## TASKS TO CARRY OUT
1 – Write out the portion of the Battlecross text from "It was also" to "form of metal.", word for word.
2 – In the Battlecross text, on which stage did the band perform at the 2014 Download Festival?
3 – According to the Battlecross text, why did the press and fans say the Protest The Hero tour made "no sense," and why did the band's appearance prove a success anyway?

It was also announced that Battlecross would continue the run in the U.S. later in the year, as a part of the Killswitch Engage Disarm the Descent World Tour. A dozen dates with Killswitch Engage alone or with Trivium announcing rotating direct support slots between Battlecross and Trivium in regional markets.

=== Protest The Hero Tour ===
In March 2014, Battlecross embarked on a six-week full U.S. tour providing direct support to Canadian progressive metal band, Protest The Hero and playing ahead of The Safety Fire, Intervals and Night Verses. Upon announcement of the tour, it was reported by the press and fans that the tour made 'no sense' with Battlecross being sandwiched between two progressive heavy metal acts, but the band's appearance proved to be a success by winning over progressive metal fans with their cross-over, energetic form of metal.

=== Graspop Metal Meeting 2014 ===
In June 2014, Battlecross has taken part in Graspop Metal Meeting in Flanders, Belgium.

=== Download Festival 2014 ===
On Saturday, June 14, 2014, Battlecross performed on the Red Bull Live Stage at the 2014 Download Festival in Donington Park, Leicestershire, England.

## EXTRACTED ENTRIES
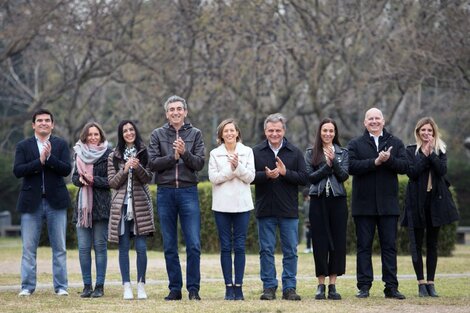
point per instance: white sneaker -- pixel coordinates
(24, 293)
(128, 291)
(141, 294)
(62, 292)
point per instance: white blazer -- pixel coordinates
(231, 191)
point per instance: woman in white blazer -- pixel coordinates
(231, 170)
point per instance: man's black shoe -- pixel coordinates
(431, 290)
(194, 295)
(320, 294)
(87, 291)
(290, 294)
(269, 294)
(393, 293)
(98, 292)
(173, 295)
(362, 293)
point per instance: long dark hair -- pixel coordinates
(121, 146)
(318, 155)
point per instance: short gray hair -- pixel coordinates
(175, 99)
(274, 118)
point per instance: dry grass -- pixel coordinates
(452, 283)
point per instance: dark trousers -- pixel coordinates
(328, 219)
(365, 231)
(432, 234)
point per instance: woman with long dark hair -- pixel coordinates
(428, 203)
(132, 213)
(327, 168)
(93, 202)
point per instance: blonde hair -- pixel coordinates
(439, 145)
(220, 130)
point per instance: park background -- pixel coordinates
(109, 60)
(308, 59)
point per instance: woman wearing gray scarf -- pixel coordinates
(93, 204)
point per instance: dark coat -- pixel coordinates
(101, 190)
(319, 174)
(28, 166)
(278, 197)
(443, 211)
(375, 188)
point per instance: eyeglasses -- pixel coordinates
(179, 109)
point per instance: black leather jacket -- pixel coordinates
(319, 174)
(169, 172)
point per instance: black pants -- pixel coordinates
(328, 221)
(365, 231)
(432, 234)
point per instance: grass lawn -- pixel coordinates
(452, 283)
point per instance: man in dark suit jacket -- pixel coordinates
(375, 159)
(43, 161)
(280, 170)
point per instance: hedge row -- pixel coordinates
(209, 238)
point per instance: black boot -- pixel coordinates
(87, 291)
(320, 294)
(229, 293)
(431, 291)
(332, 294)
(238, 292)
(98, 292)
(422, 290)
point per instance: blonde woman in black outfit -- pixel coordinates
(428, 203)
(327, 168)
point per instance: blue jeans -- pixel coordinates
(140, 243)
(232, 228)
(31, 224)
(288, 229)
(96, 236)
(183, 203)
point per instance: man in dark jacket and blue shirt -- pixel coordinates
(280, 169)
(375, 159)
(42, 161)
(176, 153)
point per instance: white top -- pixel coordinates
(231, 191)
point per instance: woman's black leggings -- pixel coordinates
(432, 235)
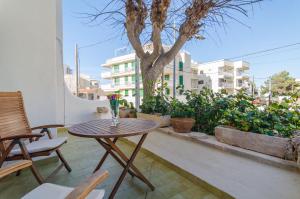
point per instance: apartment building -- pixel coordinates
(224, 75)
(122, 75)
(88, 88)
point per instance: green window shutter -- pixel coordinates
(167, 77)
(116, 69)
(167, 91)
(141, 92)
(117, 80)
(180, 79)
(133, 78)
(180, 66)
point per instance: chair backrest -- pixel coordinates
(13, 119)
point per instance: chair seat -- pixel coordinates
(51, 191)
(41, 145)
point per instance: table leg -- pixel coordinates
(109, 151)
(128, 165)
(104, 156)
(124, 157)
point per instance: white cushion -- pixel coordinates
(52, 191)
(41, 145)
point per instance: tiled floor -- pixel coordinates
(83, 155)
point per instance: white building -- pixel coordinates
(224, 75)
(122, 75)
(88, 88)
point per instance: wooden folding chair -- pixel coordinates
(15, 129)
(50, 191)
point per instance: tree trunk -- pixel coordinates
(148, 86)
(150, 77)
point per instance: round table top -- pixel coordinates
(101, 128)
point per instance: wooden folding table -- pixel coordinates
(107, 136)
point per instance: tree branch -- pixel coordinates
(136, 15)
(159, 11)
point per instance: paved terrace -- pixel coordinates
(83, 156)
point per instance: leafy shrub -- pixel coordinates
(208, 108)
(155, 104)
(179, 109)
(277, 119)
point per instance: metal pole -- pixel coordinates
(162, 82)
(77, 69)
(174, 65)
(270, 90)
(137, 83)
(253, 86)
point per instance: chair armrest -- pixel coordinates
(14, 167)
(48, 126)
(16, 137)
(84, 188)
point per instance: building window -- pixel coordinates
(167, 91)
(116, 68)
(180, 79)
(180, 66)
(133, 79)
(117, 81)
(133, 65)
(167, 77)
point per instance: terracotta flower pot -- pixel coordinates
(182, 125)
(162, 120)
(124, 113)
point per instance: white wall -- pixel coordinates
(31, 56)
(31, 60)
(80, 110)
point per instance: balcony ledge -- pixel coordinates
(238, 172)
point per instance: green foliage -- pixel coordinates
(277, 119)
(180, 109)
(212, 109)
(124, 103)
(208, 108)
(155, 104)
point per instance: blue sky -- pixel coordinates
(271, 24)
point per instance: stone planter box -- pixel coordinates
(164, 120)
(270, 145)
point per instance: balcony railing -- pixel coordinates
(226, 85)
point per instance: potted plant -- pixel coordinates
(181, 116)
(124, 108)
(132, 111)
(155, 108)
(269, 131)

## EXPECTED RESPONSES
1 –
It was also announced that Battlecross would continue the run in the U.S. later in the year, as a part of the Killswitch Engage Disarm the Descent World Tour. A dozen dates with Killswitch Engage alone or with Trivium announcing rotating direct support slots between Battlecross and Trivium in regional markets.

=== Protest The Hero Tour ===
In March 2014, Battlecross embarked on a six-week full U.S. tour providing direct support to Canadian progressive metal band, Protest The Hero and playing ahead of The Safety Fire, Intervals and Night Verses. Upon announcement of the tour, it was reported by the press and fans that the tour made 'no sense' with Battlecross being sandwiched between two progressive heavy metal acts, but the band's appearance proved to be a success by winning over progressive metal fans with their cross-over, energetic form of metal.

2 – The Red Bull Live Stage.

3 – The press and fans thought the tour made no sense because Battlecross was sandwiched between two progressive heavy metal acts. The appearance succeeded because the band won over progressive metal fans with its cross-over, energetic form of metal.